# INPUT start
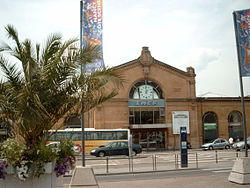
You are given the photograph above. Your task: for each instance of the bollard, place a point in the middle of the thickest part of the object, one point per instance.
(155, 163)
(196, 157)
(107, 165)
(216, 156)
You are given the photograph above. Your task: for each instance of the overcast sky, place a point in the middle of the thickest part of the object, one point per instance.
(181, 33)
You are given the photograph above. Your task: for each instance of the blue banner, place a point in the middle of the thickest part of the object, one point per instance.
(242, 30)
(91, 31)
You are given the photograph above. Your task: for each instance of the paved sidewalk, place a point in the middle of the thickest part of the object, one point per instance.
(213, 181)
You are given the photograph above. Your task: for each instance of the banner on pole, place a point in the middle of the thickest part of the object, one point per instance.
(92, 18)
(242, 30)
(180, 119)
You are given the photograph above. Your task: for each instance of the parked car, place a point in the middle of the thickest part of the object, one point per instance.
(55, 146)
(241, 145)
(116, 148)
(219, 143)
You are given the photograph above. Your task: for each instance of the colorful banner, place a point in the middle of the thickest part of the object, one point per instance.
(242, 30)
(91, 23)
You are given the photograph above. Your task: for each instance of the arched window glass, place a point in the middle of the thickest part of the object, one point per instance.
(145, 89)
(235, 126)
(210, 126)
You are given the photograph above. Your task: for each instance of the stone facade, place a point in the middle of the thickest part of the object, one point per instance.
(178, 90)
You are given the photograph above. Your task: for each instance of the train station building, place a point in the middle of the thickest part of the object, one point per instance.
(157, 99)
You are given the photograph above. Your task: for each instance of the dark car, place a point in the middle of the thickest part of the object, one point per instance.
(219, 143)
(116, 148)
(241, 145)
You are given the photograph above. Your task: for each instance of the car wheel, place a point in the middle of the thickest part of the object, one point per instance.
(134, 153)
(227, 147)
(101, 154)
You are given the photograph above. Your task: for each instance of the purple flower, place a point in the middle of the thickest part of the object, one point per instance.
(63, 166)
(2, 170)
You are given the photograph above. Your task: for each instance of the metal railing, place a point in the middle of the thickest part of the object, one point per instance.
(157, 162)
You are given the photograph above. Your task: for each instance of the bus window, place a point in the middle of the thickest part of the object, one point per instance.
(107, 135)
(77, 136)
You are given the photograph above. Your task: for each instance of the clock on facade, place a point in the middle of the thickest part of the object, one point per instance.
(146, 92)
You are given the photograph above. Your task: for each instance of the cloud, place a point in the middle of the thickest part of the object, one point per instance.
(200, 58)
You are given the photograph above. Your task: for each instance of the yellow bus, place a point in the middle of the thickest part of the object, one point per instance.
(94, 138)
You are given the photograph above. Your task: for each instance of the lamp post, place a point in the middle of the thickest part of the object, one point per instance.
(82, 113)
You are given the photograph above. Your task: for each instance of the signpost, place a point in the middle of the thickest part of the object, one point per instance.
(183, 146)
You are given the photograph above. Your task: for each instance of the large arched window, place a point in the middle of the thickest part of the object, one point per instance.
(210, 126)
(235, 128)
(146, 105)
(146, 89)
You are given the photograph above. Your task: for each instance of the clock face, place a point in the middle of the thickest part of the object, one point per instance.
(146, 92)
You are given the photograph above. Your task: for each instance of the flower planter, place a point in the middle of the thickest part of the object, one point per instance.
(46, 180)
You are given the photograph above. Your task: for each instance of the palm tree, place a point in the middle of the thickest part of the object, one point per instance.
(43, 85)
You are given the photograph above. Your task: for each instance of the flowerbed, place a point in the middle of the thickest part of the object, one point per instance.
(30, 162)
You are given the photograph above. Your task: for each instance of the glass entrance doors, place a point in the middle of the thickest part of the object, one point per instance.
(149, 139)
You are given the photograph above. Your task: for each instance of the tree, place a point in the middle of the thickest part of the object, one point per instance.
(43, 85)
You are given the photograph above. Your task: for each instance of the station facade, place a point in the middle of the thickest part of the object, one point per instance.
(157, 99)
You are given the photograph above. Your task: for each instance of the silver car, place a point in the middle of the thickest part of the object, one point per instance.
(241, 145)
(219, 143)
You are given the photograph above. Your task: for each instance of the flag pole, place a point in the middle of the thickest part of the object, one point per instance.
(243, 120)
(82, 113)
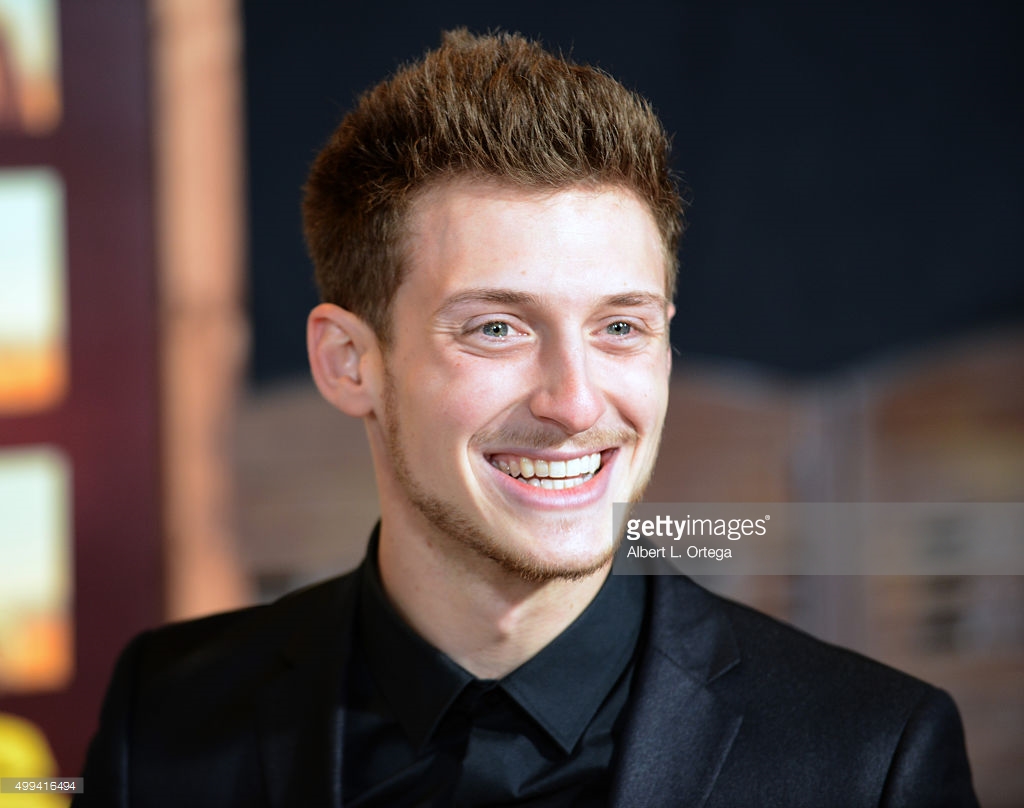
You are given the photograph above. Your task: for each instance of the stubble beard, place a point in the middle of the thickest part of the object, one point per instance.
(455, 525)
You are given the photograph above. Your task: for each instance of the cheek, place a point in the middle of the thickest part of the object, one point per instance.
(640, 391)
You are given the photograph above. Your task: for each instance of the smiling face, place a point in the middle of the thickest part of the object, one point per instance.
(525, 383)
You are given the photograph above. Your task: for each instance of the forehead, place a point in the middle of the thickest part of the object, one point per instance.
(568, 242)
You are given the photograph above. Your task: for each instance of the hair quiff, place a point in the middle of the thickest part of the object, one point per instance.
(499, 108)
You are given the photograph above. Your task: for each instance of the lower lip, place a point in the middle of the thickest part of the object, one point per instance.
(577, 497)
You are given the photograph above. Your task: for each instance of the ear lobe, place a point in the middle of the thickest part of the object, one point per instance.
(341, 346)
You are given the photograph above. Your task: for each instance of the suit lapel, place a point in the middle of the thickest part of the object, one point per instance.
(301, 713)
(680, 729)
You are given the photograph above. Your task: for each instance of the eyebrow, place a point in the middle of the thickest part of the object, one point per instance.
(511, 297)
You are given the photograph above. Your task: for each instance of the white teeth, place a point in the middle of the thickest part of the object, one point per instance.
(553, 474)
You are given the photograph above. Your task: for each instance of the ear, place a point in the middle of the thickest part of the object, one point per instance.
(343, 350)
(670, 313)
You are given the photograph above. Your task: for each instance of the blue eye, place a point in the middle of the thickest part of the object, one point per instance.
(495, 329)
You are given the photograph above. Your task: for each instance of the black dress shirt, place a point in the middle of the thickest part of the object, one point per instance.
(421, 730)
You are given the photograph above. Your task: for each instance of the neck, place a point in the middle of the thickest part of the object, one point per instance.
(487, 620)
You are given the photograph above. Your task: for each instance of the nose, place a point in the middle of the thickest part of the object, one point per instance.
(567, 393)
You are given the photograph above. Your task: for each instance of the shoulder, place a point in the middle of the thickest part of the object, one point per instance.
(183, 705)
(767, 650)
(249, 638)
(813, 716)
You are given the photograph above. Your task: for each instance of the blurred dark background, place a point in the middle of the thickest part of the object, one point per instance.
(856, 168)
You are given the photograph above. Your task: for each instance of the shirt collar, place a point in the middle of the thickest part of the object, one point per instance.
(561, 687)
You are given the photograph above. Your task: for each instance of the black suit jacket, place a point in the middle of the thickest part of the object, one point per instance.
(729, 709)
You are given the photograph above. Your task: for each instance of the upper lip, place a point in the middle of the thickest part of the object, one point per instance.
(547, 455)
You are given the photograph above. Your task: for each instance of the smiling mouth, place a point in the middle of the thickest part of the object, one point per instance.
(550, 474)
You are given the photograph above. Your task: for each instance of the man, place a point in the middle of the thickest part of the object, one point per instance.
(495, 235)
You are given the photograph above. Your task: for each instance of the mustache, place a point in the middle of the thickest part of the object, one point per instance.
(593, 439)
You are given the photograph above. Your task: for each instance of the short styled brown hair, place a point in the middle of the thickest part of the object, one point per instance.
(499, 108)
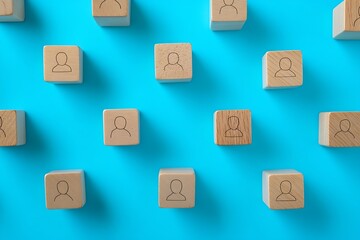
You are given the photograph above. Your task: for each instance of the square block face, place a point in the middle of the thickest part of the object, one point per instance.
(121, 127)
(65, 189)
(282, 69)
(62, 64)
(177, 188)
(339, 129)
(173, 62)
(232, 127)
(283, 189)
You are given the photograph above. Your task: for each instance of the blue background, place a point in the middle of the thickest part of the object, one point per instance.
(64, 123)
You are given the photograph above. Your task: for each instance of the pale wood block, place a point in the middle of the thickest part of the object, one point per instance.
(12, 11)
(112, 12)
(65, 189)
(339, 129)
(232, 127)
(173, 62)
(12, 128)
(282, 69)
(63, 64)
(121, 127)
(177, 188)
(227, 14)
(346, 20)
(283, 189)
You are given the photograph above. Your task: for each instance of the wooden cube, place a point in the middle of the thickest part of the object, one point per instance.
(177, 188)
(282, 69)
(227, 14)
(346, 20)
(121, 127)
(283, 189)
(65, 189)
(111, 12)
(12, 128)
(232, 127)
(339, 129)
(12, 11)
(173, 62)
(63, 64)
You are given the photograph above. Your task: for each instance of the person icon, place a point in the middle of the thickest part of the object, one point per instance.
(285, 188)
(285, 65)
(63, 189)
(228, 4)
(345, 126)
(120, 126)
(173, 62)
(233, 131)
(61, 63)
(176, 188)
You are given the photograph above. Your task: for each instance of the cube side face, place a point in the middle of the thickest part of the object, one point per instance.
(177, 188)
(121, 127)
(232, 127)
(173, 62)
(63, 64)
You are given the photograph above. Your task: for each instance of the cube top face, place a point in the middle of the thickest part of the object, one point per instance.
(177, 188)
(121, 127)
(63, 64)
(65, 189)
(232, 127)
(228, 10)
(282, 69)
(283, 189)
(110, 8)
(173, 62)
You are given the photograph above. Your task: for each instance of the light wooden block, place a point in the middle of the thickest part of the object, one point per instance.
(121, 127)
(12, 128)
(12, 11)
(227, 14)
(112, 12)
(339, 129)
(63, 64)
(177, 188)
(232, 127)
(65, 189)
(282, 69)
(173, 62)
(346, 20)
(283, 189)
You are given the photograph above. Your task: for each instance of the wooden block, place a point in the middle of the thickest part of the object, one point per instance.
(232, 127)
(121, 127)
(12, 11)
(227, 14)
(63, 64)
(177, 188)
(339, 129)
(112, 12)
(283, 189)
(12, 128)
(282, 69)
(173, 62)
(346, 20)
(65, 189)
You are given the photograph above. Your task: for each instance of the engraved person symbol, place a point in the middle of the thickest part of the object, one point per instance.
(285, 188)
(63, 189)
(61, 63)
(345, 126)
(233, 131)
(176, 188)
(120, 126)
(285, 65)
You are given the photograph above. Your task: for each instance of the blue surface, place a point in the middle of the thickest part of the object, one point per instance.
(64, 123)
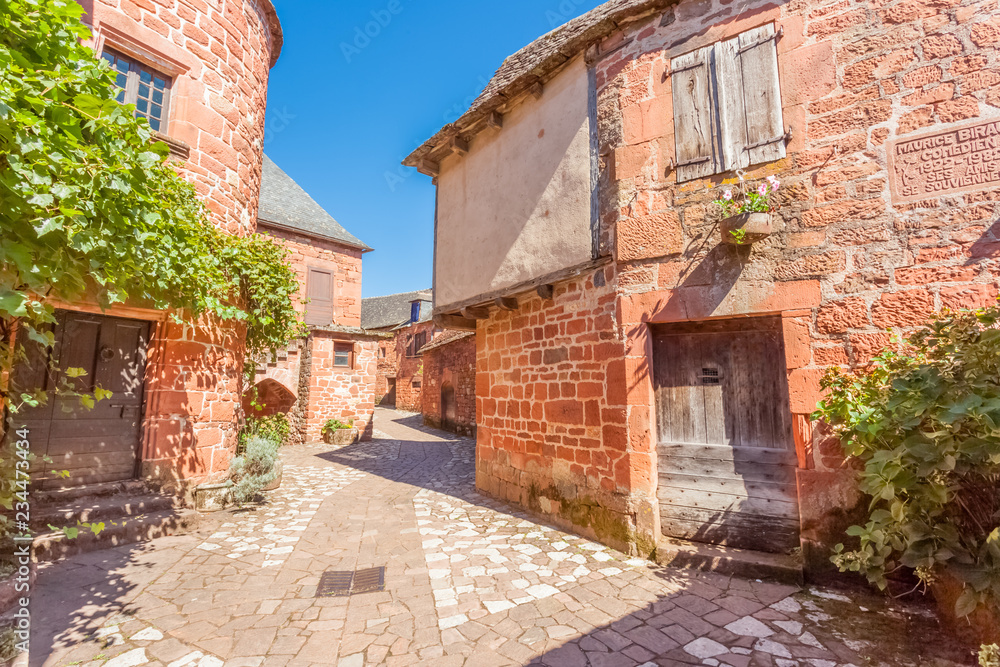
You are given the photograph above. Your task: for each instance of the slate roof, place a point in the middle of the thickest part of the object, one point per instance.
(283, 203)
(394, 309)
(538, 62)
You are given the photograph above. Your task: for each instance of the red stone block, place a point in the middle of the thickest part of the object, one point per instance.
(840, 316)
(900, 309)
(564, 412)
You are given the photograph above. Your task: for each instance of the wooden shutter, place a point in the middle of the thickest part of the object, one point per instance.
(319, 291)
(732, 110)
(758, 58)
(694, 127)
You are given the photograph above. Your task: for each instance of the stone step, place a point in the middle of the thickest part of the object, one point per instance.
(69, 494)
(99, 508)
(781, 568)
(52, 546)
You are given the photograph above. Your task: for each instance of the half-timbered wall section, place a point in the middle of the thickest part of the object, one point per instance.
(880, 120)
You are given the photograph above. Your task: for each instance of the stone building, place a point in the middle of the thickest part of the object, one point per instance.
(199, 73)
(639, 376)
(448, 399)
(330, 374)
(406, 318)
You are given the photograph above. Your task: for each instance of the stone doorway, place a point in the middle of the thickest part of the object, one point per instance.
(725, 454)
(93, 445)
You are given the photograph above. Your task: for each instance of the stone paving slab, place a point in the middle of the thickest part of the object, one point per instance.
(470, 581)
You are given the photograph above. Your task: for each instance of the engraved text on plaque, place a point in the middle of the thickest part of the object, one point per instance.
(965, 158)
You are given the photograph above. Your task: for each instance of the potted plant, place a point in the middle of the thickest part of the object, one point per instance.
(747, 211)
(336, 432)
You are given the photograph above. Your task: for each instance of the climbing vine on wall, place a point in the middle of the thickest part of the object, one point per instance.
(91, 210)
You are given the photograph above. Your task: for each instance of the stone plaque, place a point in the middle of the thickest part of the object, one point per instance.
(963, 158)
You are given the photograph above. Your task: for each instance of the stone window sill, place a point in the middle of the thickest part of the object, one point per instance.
(178, 148)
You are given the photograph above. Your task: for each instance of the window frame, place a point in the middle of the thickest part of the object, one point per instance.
(130, 93)
(340, 347)
(710, 96)
(412, 349)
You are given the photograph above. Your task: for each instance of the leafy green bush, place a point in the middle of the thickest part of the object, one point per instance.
(337, 425)
(989, 656)
(254, 469)
(924, 422)
(89, 206)
(274, 427)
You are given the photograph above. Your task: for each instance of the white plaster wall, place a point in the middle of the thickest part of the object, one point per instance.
(518, 206)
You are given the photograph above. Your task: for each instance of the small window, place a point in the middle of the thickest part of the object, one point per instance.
(416, 343)
(343, 355)
(142, 86)
(727, 105)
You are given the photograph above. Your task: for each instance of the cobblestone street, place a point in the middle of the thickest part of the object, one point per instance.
(469, 581)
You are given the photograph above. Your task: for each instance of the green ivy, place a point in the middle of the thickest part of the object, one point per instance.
(924, 422)
(91, 209)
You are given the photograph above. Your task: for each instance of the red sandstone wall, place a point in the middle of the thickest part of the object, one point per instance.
(453, 363)
(288, 370)
(408, 370)
(552, 411)
(339, 393)
(847, 262)
(219, 60)
(345, 262)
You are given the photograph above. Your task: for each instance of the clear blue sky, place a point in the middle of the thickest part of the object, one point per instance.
(344, 109)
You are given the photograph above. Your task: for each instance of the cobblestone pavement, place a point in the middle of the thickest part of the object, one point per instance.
(469, 581)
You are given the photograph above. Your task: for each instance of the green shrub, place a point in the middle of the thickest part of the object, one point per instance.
(254, 469)
(925, 424)
(274, 427)
(337, 425)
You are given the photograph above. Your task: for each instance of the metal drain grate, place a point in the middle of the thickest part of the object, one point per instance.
(342, 584)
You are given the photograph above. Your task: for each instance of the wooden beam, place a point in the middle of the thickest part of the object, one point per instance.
(429, 167)
(476, 312)
(506, 303)
(454, 322)
(460, 146)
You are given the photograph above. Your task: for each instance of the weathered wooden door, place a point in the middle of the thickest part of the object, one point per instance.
(93, 445)
(726, 457)
(449, 407)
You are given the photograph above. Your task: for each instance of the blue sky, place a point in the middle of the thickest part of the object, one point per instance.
(345, 107)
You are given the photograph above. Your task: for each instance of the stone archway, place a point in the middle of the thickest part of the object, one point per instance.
(273, 396)
(449, 407)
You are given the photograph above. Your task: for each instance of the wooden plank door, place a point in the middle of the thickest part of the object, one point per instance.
(93, 445)
(726, 457)
(319, 291)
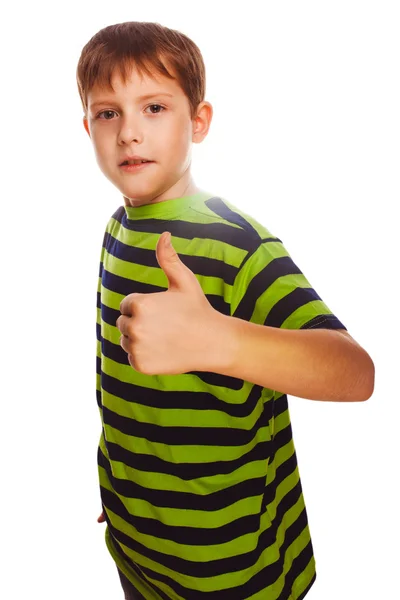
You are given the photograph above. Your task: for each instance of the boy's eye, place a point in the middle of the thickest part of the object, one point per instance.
(104, 112)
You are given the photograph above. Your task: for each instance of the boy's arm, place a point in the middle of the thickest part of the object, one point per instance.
(317, 364)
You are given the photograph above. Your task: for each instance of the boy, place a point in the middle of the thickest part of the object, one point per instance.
(198, 473)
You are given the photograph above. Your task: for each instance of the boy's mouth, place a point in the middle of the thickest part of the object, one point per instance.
(134, 162)
(132, 166)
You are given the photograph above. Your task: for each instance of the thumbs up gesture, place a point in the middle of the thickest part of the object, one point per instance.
(174, 331)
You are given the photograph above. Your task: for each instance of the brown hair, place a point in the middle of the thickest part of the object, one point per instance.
(145, 45)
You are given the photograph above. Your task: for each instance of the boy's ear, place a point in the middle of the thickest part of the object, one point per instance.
(86, 125)
(202, 121)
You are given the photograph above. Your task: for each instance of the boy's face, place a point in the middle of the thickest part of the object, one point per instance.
(121, 123)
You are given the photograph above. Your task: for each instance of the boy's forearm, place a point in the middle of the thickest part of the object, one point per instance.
(318, 364)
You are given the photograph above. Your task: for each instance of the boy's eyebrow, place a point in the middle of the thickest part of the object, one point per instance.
(144, 97)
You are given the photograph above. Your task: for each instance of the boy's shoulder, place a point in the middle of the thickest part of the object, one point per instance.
(219, 209)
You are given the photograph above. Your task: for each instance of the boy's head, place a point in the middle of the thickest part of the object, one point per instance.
(117, 66)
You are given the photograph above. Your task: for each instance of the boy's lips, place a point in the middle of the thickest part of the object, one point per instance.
(133, 168)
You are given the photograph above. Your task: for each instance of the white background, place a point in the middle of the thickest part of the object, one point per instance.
(305, 138)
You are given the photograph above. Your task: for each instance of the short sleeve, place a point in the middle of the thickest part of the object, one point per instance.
(270, 289)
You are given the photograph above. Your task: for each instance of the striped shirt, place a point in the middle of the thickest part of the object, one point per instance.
(198, 472)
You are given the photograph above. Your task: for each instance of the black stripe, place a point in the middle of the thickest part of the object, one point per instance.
(174, 435)
(186, 471)
(298, 566)
(183, 500)
(195, 400)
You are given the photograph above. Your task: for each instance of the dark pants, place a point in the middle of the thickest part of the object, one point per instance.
(130, 591)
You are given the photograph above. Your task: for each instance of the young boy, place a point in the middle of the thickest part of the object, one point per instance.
(198, 473)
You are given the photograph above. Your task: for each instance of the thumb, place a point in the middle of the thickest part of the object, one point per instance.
(101, 518)
(178, 274)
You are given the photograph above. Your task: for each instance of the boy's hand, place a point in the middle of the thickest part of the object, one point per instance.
(171, 332)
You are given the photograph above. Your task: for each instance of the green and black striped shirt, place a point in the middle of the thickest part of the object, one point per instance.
(198, 473)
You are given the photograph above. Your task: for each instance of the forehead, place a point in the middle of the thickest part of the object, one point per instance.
(136, 84)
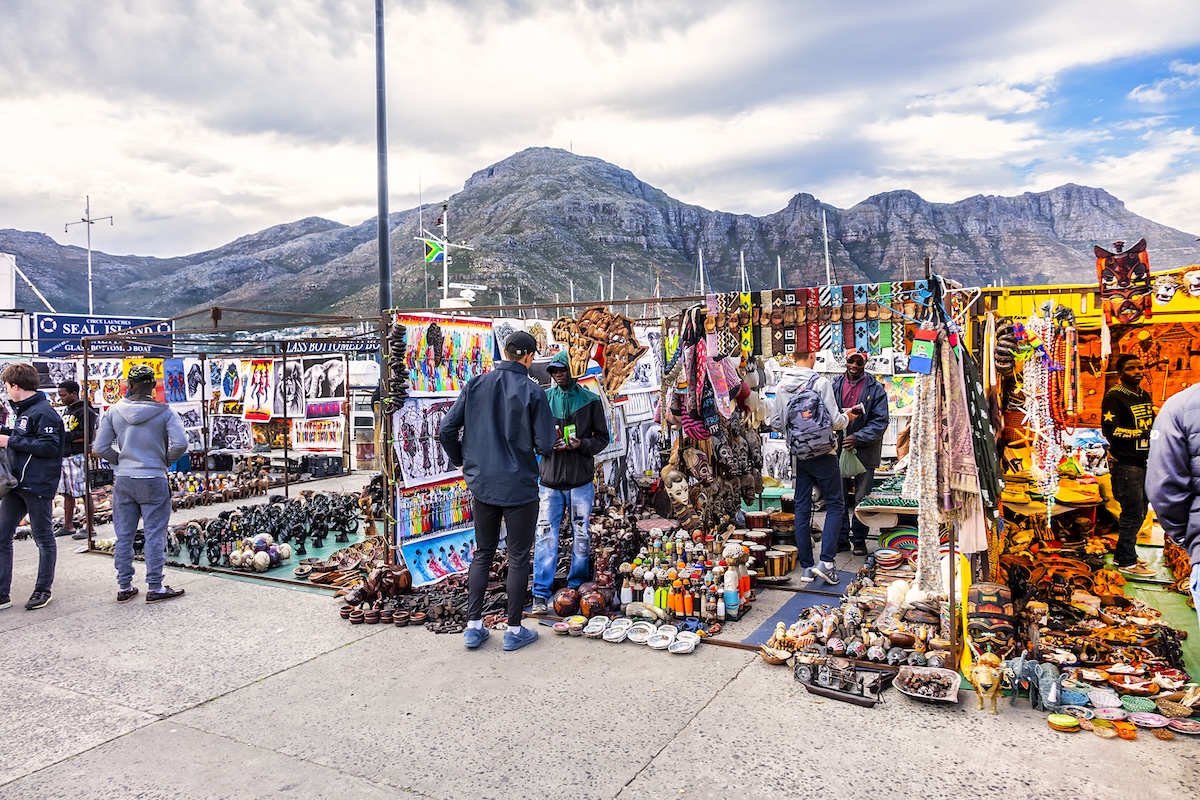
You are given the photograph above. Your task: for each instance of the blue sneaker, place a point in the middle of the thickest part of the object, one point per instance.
(517, 637)
(827, 572)
(473, 637)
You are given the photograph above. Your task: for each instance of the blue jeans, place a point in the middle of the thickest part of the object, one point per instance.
(551, 504)
(826, 474)
(13, 506)
(858, 487)
(145, 499)
(1128, 489)
(1195, 587)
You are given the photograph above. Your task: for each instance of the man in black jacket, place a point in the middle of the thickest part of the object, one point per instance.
(504, 421)
(864, 435)
(35, 453)
(1127, 415)
(77, 416)
(1173, 475)
(567, 480)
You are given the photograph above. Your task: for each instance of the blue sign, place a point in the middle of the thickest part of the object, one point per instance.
(60, 335)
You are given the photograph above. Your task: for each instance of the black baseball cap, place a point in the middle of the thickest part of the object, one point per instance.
(521, 344)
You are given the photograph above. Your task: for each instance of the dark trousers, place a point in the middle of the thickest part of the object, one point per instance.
(825, 474)
(1129, 489)
(13, 506)
(521, 523)
(856, 488)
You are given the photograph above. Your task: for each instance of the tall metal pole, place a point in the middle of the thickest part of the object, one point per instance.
(445, 253)
(89, 221)
(382, 146)
(825, 228)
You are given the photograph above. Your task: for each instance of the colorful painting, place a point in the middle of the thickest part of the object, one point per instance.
(419, 453)
(154, 364)
(324, 379)
(174, 383)
(288, 389)
(433, 558)
(323, 409)
(231, 434)
(193, 380)
(443, 353)
(259, 402)
(901, 391)
(318, 435)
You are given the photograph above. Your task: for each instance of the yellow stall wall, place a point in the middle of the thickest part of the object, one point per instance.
(1168, 342)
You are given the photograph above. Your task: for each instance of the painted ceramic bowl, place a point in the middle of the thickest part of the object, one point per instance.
(681, 648)
(659, 641)
(640, 632)
(616, 635)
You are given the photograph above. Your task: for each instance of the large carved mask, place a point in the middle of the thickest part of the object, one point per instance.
(1125, 282)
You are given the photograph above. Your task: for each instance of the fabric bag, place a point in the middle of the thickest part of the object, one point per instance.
(7, 477)
(850, 464)
(809, 426)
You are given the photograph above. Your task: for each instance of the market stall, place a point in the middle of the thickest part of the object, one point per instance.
(264, 405)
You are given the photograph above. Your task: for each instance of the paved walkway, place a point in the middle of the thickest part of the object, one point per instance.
(240, 690)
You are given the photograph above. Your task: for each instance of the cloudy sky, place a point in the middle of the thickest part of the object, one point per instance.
(197, 121)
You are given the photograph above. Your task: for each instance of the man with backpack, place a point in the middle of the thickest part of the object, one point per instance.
(807, 413)
(864, 437)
# INPUT end
● **GIVEN INSTRUCTION**
Convert the items from the line containing "paved walkway, place" through the end of the items into a two-column CSV with the headers item_text and answer. Give one row per item, put each field in quotation marks, and replace line breaks with spaces.

● **WRITTEN RESPONSE**
item_text,answer
"You are given the photograph above. Your task: for each instance of the paved walkway, place a point in the middle of the thickest part of the object, one point per instance.","(240, 690)"
"You are given the photograph above. Your task: for each instance of the cloudy sky, place a point in the middle of the thickest part of the object, one point per instance.","(197, 121)"
"You are given the photograph above. Your task: for each instance of the man with backpack, place a point in the middle of the thickest part of the object, one point per instance.","(807, 413) (864, 437)"